• **Your assignment**
Give again the line that contains "Query: light tile floor", plus every line after it to the end of the records, unchanged.

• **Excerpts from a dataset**
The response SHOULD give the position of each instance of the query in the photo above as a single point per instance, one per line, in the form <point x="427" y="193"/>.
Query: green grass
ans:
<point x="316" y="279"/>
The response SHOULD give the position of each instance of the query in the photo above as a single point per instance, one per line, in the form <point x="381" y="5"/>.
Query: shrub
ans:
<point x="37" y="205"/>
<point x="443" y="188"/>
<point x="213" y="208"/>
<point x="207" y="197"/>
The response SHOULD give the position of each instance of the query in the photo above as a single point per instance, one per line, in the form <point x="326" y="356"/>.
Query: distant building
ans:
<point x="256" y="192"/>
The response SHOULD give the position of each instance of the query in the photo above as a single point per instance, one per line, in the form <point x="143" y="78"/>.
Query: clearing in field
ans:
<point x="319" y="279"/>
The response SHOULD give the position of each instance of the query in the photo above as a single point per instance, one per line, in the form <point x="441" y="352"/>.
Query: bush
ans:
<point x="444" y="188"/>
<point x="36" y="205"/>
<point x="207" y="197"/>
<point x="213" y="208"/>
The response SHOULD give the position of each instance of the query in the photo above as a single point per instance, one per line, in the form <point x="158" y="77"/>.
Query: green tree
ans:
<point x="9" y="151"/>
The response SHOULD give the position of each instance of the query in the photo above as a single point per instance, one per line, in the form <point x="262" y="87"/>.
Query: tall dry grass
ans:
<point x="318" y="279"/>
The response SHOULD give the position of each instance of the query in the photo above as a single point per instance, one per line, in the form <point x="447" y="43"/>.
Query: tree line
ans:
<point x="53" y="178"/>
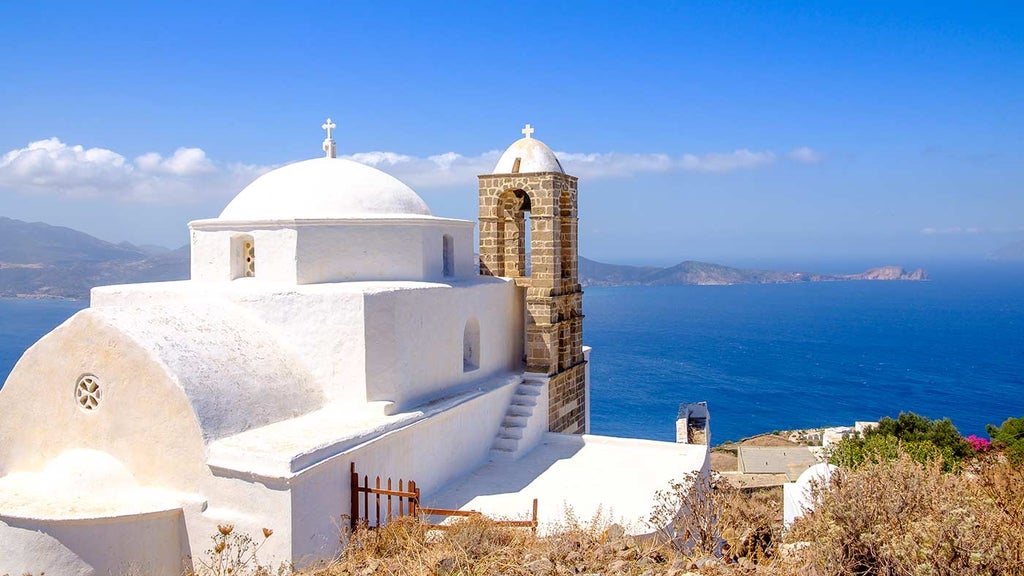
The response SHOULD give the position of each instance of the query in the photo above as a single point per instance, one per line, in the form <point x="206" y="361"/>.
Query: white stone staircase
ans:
<point x="510" y="445"/>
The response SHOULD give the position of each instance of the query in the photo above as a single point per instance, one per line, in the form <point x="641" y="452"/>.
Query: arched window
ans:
<point x="471" y="345"/>
<point x="514" y="232"/>
<point x="448" y="255"/>
<point x="243" y="256"/>
<point x="566" y="236"/>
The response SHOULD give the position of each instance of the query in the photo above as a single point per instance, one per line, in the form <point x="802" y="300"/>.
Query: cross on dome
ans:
<point x="329" y="125"/>
<point x="329" y="146"/>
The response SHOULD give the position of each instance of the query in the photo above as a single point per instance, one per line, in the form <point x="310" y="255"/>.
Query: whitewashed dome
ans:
<point x="534" y="156"/>
<point x="325" y="189"/>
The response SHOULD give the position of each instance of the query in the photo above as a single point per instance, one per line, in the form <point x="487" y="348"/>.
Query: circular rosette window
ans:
<point x="88" y="393"/>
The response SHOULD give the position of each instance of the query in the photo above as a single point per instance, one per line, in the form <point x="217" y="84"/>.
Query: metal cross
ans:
<point x="328" y="126"/>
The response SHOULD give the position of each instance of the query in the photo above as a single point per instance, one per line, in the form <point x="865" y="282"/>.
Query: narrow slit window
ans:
<point x="448" y="255"/>
<point x="471" y="345"/>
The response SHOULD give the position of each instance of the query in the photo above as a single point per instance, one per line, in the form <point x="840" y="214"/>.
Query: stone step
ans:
<point x="523" y="401"/>
<point x="515" y="434"/>
<point x="515" y="420"/>
<point x="506" y="444"/>
<point x="520" y="410"/>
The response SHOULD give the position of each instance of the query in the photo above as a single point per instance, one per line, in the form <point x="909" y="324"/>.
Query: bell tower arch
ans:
<point x="528" y="179"/>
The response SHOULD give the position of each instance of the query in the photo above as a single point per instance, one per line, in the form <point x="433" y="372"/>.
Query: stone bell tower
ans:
<point x="528" y="180"/>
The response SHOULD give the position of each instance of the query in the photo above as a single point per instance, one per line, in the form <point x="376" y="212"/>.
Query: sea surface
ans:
<point x="770" y="357"/>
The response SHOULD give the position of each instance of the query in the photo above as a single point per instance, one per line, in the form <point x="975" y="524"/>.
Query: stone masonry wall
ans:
<point x="554" y="298"/>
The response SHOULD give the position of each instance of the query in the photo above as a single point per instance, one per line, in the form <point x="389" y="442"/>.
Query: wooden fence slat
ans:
<point x="353" y="479"/>
<point x="377" y="495"/>
<point x="408" y="495"/>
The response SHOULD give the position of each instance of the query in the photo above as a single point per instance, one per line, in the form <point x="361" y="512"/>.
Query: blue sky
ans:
<point x="733" y="132"/>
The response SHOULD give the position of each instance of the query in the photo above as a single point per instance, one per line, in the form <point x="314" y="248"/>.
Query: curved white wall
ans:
<point x="321" y="251"/>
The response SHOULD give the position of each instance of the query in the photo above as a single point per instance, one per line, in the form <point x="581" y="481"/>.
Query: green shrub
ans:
<point x="913" y="427"/>
<point x="923" y="440"/>
<point x="1010" y="439"/>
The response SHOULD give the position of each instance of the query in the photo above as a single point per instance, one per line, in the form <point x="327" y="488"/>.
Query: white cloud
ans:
<point x="184" y="162"/>
<point x="52" y="167"/>
<point x="806" y="155"/>
<point x="728" y="162"/>
<point x="188" y="175"/>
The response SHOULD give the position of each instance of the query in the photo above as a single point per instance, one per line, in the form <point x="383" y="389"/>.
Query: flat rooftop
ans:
<point x="581" y="474"/>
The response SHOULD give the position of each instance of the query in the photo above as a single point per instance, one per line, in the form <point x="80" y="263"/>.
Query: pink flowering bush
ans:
<point x="979" y="444"/>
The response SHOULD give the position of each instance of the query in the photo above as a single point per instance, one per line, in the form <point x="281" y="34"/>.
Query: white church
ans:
<point x="330" y="320"/>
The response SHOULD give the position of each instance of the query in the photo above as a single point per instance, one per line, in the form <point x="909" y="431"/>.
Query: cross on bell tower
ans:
<point x="329" y="145"/>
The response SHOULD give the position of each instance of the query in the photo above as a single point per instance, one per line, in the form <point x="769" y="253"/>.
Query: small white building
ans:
<point x="331" y="318"/>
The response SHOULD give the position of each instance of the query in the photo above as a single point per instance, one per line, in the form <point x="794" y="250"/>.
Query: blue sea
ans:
<point x="771" y="357"/>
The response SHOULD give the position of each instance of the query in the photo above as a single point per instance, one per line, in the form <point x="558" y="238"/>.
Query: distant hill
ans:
<point x="702" y="274"/>
<point x="1014" y="252"/>
<point x="43" y="260"/>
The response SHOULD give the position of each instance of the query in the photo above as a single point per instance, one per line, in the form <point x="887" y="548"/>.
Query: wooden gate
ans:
<point x="377" y="504"/>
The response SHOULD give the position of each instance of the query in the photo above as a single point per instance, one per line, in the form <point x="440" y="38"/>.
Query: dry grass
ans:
<point x="887" y="519"/>
<point x="903" y="517"/>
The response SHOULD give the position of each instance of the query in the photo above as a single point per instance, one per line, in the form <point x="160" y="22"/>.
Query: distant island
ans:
<point x="39" y="260"/>
<point x="702" y="274"/>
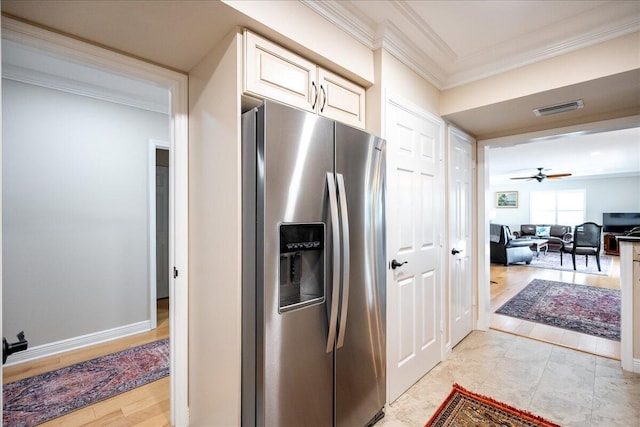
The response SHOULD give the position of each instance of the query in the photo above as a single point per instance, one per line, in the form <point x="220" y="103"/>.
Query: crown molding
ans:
<point x="32" y="56"/>
<point x="76" y="87"/>
<point x="440" y="68"/>
<point x="347" y="19"/>
<point x="609" y="32"/>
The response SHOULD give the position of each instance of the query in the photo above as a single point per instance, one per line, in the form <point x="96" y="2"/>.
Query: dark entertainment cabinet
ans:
<point x="611" y="244"/>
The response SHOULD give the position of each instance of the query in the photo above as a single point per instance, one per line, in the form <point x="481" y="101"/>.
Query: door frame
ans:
<point x="154" y="144"/>
<point x="453" y="131"/>
<point x="177" y="85"/>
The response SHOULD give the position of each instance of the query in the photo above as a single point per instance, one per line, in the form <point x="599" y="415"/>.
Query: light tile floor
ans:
<point x="565" y="386"/>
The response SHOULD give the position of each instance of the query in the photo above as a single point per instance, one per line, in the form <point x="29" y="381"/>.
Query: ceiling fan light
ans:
<point x="558" y="108"/>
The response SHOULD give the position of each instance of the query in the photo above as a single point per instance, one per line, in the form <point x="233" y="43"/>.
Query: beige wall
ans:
<point x="398" y="79"/>
<point x="601" y="60"/>
<point x="214" y="237"/>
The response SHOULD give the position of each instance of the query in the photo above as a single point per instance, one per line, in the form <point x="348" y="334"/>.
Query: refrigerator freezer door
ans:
<point x="294" y="153"/>
<point x="360" y="362"/>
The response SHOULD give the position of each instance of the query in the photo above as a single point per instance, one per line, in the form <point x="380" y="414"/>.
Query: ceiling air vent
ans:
<point x="558" y="108"/>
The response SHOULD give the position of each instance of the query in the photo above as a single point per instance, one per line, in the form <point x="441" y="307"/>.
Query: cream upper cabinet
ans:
<point x="340" y="99"/>
<point x="271" y="71"/>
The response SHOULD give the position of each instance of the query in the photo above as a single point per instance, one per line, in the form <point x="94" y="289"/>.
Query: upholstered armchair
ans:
<point x="586" y="241"/>
<point x="507" y="250"/>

• **Answer for the task**
Query: light tile floor
ans:
<point x="565" y="386"/>
The response SHOULD give the position of each instance of the query in the photo above as a single point per instance, one per line, in the form <point x="29" y="381"/>.
Query: ceiling fan light
ans:
<point x="558" y="108"/>
The response SHOULD give the position of each instance of the query in the photo above as a single point per instance, one per line, in the form <point x="233" y="43"/>.
Query: beige wall
ans:
<point x="398" y="79"/>
<point x="601" y="60"/>
<point x="214" y="237"/>
The response SHOULD give the position of each instance of the query in the photo above as a single point per instance, one per line, in the form <point x="348" y="334"/>.
Query: refrigerator freezer door
ans:
<point x="294" y="153"/>
<point x="360" y="362"/>
The response SHOULD give the position of each instance of the query in the photo above as a single point per instance, one per line, in the form <point x="380" y="414"/>.
Query: ceiling air vent
ans:
<point x="558" y="108"/>
The response SHOULD give the position of each instance of the query in the photo above as a single point per instance, one per line, in the form <point x="441" y="307"/>.
Query: cream upper cabinet
ans:
<point x="340" y="99"/>
<point x="271" y="71"/>
The response SHOULD give the position of each instance of the query in the photo above as a single point per instance, one per line, in the form <point x="94" y="289"/>.
Query: upholstered armchair
ans:
<point x="586" y="241"/>
<point x="507" y="250"/>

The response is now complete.